Short exercise: Rewrite the records from the line containing "the woman's shoulder" through the end of the records, swapping "Note to the class" for "Note to the group" and leaving everything else unchanged.

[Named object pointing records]
** begin **

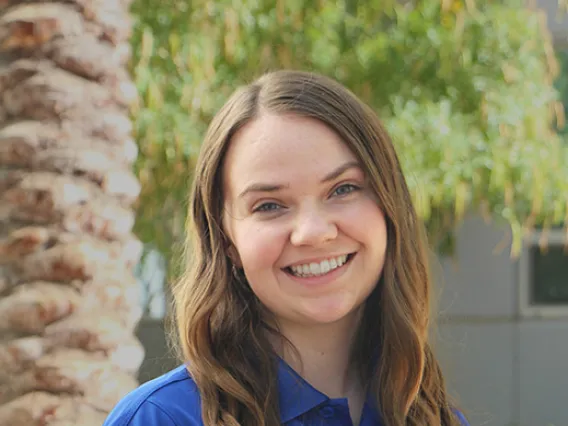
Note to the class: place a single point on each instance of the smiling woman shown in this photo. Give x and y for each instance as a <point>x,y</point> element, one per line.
<point>306,296</point>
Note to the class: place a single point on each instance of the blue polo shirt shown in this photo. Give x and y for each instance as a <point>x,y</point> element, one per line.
<point>173,400</point>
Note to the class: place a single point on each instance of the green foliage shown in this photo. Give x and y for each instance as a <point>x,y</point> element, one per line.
<point>465,89</point>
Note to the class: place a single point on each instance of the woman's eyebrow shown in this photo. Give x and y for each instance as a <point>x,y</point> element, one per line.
<point>271,187</point>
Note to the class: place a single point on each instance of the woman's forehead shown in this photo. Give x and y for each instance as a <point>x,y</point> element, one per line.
<point>276,145</point>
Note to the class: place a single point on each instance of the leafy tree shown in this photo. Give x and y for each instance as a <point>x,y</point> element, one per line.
<point>464,87</point>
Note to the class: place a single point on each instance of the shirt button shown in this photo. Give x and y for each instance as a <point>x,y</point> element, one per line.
<point>328,412</point>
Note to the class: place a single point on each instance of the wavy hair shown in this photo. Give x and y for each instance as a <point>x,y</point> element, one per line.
<point>221,325</point>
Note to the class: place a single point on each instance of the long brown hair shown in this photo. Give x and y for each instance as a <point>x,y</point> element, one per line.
<point>221,326</point>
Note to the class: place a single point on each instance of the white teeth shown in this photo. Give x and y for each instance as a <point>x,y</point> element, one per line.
<point>315,269</point>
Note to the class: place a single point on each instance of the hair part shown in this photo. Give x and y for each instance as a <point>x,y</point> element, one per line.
<point>221,325</point>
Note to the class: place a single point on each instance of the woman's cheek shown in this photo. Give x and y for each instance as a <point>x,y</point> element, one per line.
<point>260,247</point>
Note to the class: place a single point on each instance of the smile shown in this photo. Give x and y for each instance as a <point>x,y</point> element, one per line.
<point>320,268</point>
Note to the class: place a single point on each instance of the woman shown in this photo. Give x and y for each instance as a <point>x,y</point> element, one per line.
<point>306,295</point>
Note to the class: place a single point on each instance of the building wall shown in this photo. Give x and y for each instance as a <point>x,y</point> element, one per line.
<point>505,367</point>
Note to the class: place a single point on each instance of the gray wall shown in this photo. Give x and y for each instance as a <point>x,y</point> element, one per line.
<point>504,365</point>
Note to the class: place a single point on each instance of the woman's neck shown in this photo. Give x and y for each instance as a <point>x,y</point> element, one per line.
<point>324,355</point>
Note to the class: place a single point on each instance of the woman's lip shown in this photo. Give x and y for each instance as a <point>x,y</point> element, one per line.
<point>322,279</point>
<point>318,259</point>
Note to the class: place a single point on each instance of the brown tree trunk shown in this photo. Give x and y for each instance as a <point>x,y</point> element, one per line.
<point>68,297</point>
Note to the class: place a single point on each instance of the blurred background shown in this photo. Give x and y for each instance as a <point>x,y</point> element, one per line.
<point>104,103</point>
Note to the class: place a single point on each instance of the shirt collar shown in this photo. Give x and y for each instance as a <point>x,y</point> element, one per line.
<point>297,396</point>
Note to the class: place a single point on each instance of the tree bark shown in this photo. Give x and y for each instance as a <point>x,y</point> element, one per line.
<point>69,302</point>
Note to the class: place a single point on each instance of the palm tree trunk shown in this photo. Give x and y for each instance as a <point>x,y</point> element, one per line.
<point>68,297</point>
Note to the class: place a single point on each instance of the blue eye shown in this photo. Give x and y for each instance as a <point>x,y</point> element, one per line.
<point>267,207</point>
<point>345,189</point>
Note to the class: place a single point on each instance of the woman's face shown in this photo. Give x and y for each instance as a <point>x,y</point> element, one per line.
<point>303,220</point>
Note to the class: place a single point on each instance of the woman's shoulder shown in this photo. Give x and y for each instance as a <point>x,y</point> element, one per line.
<point>169,400</point>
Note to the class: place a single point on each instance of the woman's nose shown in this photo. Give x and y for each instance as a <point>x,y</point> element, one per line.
<point>313,227</point>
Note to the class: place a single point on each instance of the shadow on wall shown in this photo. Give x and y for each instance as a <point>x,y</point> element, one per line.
<point>158,359</point>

** end **

Solution:
Note to the group: place a single point on each instance of the woman's shoulder shown in this photo. Give x and y for each instance as a <point>x,y</point> element, one per line.
<point>169,400</point>
Note to the group: place a single point on each instance of the woman's nose shown in this photo. Give x and y for each instance as a <point>x,y</point> element, one per line.
<point>313,227</point>
Note to the group: place a single point on each instance of the shadow on wall shown in this photo. Give x and y for each instance as a <point>x,y</point> element, one per line.
<point>158,359</point>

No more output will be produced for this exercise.